• _Given instruction_: Count the lines in the data below that contain the string "carved", treating uppercase and lowercase as different. Give only the number.

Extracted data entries
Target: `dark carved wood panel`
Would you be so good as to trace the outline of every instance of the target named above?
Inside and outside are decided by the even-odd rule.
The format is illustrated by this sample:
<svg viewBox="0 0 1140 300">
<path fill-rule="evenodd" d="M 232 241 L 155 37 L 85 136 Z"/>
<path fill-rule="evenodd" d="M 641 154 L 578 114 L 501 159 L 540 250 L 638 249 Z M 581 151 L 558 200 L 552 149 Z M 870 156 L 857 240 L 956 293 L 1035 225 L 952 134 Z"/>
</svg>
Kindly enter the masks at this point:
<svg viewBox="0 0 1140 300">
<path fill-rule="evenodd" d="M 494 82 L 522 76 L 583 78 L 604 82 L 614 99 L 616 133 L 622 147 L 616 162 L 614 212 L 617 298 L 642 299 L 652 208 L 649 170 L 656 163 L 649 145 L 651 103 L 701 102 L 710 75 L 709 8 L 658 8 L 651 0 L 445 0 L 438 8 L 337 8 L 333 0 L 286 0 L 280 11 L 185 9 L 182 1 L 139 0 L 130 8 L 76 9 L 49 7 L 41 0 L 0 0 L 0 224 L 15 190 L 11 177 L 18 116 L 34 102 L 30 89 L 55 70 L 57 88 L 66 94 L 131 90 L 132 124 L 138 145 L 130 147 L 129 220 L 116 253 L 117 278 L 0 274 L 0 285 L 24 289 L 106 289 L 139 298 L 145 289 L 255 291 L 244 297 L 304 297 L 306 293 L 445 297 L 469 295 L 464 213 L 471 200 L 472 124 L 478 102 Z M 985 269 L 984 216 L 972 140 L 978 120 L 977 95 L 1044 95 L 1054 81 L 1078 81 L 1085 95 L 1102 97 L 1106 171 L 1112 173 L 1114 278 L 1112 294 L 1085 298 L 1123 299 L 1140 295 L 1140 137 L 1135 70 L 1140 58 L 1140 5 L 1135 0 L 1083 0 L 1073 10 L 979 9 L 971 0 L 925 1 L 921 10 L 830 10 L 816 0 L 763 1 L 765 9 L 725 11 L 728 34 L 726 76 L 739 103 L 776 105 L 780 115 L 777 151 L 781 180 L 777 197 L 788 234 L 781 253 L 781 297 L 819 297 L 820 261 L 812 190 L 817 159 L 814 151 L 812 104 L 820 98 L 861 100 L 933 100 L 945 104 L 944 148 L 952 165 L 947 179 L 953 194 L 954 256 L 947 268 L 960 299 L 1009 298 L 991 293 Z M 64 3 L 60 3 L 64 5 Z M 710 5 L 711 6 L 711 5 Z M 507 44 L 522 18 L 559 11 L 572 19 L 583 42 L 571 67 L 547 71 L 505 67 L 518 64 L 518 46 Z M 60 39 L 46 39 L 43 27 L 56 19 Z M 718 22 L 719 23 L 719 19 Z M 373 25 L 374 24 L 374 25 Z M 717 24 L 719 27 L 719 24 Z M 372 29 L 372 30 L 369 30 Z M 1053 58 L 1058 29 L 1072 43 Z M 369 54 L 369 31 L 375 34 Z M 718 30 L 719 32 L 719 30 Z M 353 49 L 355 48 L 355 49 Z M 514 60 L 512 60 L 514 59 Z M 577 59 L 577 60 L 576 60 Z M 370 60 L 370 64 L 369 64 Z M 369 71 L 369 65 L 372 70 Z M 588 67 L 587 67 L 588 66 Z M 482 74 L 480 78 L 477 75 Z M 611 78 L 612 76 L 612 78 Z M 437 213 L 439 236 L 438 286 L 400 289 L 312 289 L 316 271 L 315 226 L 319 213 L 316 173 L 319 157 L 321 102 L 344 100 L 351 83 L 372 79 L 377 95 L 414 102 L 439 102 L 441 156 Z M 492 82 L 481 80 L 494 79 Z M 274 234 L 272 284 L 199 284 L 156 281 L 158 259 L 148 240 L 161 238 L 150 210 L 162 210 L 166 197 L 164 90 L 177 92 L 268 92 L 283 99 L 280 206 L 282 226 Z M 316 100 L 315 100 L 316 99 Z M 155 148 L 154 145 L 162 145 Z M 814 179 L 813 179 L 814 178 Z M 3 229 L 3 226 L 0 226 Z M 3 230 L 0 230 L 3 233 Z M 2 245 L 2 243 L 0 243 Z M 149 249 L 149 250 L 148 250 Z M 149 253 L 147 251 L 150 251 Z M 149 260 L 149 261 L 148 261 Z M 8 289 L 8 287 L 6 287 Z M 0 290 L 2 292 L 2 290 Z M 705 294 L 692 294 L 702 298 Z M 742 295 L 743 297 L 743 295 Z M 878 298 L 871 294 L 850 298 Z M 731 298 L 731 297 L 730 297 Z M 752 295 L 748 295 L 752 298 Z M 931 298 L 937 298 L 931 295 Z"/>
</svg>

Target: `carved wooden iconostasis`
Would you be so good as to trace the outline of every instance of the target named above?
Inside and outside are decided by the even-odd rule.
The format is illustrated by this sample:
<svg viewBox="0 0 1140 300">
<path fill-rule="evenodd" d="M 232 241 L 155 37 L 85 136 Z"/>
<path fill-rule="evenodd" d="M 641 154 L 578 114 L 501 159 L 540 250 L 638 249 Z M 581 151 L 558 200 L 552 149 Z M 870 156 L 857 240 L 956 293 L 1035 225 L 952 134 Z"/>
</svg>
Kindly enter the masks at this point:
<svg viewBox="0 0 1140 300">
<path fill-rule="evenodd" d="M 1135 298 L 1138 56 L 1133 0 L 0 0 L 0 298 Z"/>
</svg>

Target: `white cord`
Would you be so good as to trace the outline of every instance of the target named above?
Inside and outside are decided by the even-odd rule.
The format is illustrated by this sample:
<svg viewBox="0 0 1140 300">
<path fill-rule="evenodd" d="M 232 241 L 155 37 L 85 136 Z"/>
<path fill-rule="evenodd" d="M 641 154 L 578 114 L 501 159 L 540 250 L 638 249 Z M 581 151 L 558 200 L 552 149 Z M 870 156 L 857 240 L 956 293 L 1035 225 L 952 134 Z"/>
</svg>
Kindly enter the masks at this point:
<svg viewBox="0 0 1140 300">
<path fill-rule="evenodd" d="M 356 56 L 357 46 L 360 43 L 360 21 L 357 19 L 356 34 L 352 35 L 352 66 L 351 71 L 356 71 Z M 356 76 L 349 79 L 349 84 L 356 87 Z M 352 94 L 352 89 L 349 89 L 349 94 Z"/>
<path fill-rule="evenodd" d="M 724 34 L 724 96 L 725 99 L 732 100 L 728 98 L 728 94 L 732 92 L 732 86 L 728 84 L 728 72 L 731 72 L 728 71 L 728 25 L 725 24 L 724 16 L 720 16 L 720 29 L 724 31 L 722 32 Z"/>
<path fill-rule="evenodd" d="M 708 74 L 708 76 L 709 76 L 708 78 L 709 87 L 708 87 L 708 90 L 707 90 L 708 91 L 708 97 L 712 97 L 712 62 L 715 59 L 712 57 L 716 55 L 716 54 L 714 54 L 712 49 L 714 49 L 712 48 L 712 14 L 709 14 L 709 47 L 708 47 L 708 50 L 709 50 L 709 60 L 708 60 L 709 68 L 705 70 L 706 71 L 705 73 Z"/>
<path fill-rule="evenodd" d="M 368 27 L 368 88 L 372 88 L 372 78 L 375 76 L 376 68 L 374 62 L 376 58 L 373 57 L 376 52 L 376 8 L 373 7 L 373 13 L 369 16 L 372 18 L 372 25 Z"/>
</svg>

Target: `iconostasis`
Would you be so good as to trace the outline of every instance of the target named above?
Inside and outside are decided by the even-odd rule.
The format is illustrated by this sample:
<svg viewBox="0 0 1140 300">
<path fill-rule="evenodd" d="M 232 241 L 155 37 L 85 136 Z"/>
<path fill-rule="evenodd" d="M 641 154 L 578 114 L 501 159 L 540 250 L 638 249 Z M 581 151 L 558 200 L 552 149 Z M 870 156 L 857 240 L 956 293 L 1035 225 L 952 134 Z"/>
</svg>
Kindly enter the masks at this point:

• _Solution to this problem_: 2